▸ **正文部分**:
_ _ _ _ _

HDU - 2018 Multi-University Training Contest 3 - 1012: Visual Cube

简介: HDU - 2018 Multi-University Training Contest 3 - 1012: Visual Cube

Problem L. Visual Cube

Time Limit: 2000/1000 MS (Java/Others)    Memory Limit: 524288/524288 K (Java/Others)

Total Submission(s): 1473    Accepted Submission(s): 694


Problem Description


Little Q likes solving math problems very much. Unluckily, however, he does not have good spatial ability. Everytime he meets a 3D geometry problem, he will struggle to draw a picture.

Now he meets a 3D geometry problem again. This time, he doesn't want to struggle any more. As a result, he turns to you for help.

Given a cube with length a, width b and height c, please write a program to display the cube.

_ _ _ _ _

[分割数据集记录]
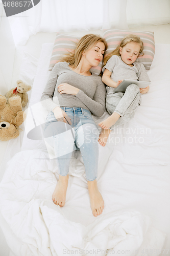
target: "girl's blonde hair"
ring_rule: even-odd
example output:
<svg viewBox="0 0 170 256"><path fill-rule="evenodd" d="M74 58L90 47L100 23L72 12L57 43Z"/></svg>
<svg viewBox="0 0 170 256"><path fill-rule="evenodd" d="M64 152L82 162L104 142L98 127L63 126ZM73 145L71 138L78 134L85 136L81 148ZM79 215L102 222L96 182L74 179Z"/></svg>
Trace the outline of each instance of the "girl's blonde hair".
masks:
<svg viewBox="0 0 170 256"><path fill-rule="evenodd" d="M142 51L143 50L143 44L142 41L140 38L140 37L135 35L132 35L132 34L128 35L124 38L124 39L120 42L120 44L117 46L115 49L114 49L113 51L109 53L107 55L104 57L103 60L104 66L106 65L107 61L108 60L108 59L110 59L110 58L112 55L117 55L117 56L120 55L120 53L119 53L120 47L122 47L123 48L127 44L132 41L137 42L140 45L140 50L139 51L139 55L140 54L140 53L142 52ZM143 52L142 52L142 55L140 56L143 56L143 55L144 53Z"/></svg>
<svg viewBox="0 0 170 256"><path fill-rule="evenodd" d="M88 34L80 38L76 45L75 51L69 53L61 58L60 61L69 62L74 69L76 69L82 57L82 53L91 48L98 42L102 42L105 45L105 51L107 49L106 40L100 35Z"/></svg>

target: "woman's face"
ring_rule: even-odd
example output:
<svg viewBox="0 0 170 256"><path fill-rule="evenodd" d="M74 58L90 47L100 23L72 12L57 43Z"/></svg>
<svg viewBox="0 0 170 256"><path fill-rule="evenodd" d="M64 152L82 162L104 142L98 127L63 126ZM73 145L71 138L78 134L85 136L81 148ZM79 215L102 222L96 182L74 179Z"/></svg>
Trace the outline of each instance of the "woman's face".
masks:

_ _ _ _ _

▸ **作业要求**:
1. 在 Visual Cube 题面中，Little Q 缺少哪种能力？
2. 请把 Visual Cube 题面中以“Little Q likes solving math problems”开头的那一段改写成中文要点，保留其主要内容。
3. 请接着 Visual Cube 题面的最后一句往下写。

▸ **参考答案**:
1. 他缺少良好的空间能力（good spatial ability）。

2.
- Little Q 非常喜欢解数学题。
- 遗憾的是，他的空间能力不好。
- 每次遇到立体几何题，他都很难画出图来。

3.
Input


The first line of the input contains an integer T(1≤T≤50), denoting the number of test cases.

In each test case, there are 3 integers a,b,c(1≤a,b,c≤20), denoting the size of the cube.



Output


For each test case, print several lines to display the cube. See the sample output for details.


Sample Input

2

1 1 1

6 2 4



Sample Output


image.png


解题思路:立体图分为:俯视图 + 正视图 + 右视图,此题先刷 俯视图 + 正视图,最后刷 右视图;一开始先记录每个视图有哪些规律图案,比如:“+-+-+-+”、“/././././”,然后再创建一个全是“点”的二维数组,把它描上去即可。

AC 代码

#include<bits/stdc++.h>
#include<cmath>
#define mem(a,b) memset(a,b,sizeof a);
#define INF 0x3f3f3f3f
using namespace std;
typedef long long ll;
int main()
{
    int T; scanf("%d",&T);
    int a,b,c;
    while(T-- && ~scanf("%d%d%d",&a,&b,&c))
    {
        string zf,xd,sd,dx,sz;
        for(int i=0;i<a;i++)
        {
            zf.append("+-");
            xd.append("/.");
            sd.append("|.");
        }
        zf.append("+"); xd.append("/"); sd.append("|");
        for(int i=0;i<c;i++)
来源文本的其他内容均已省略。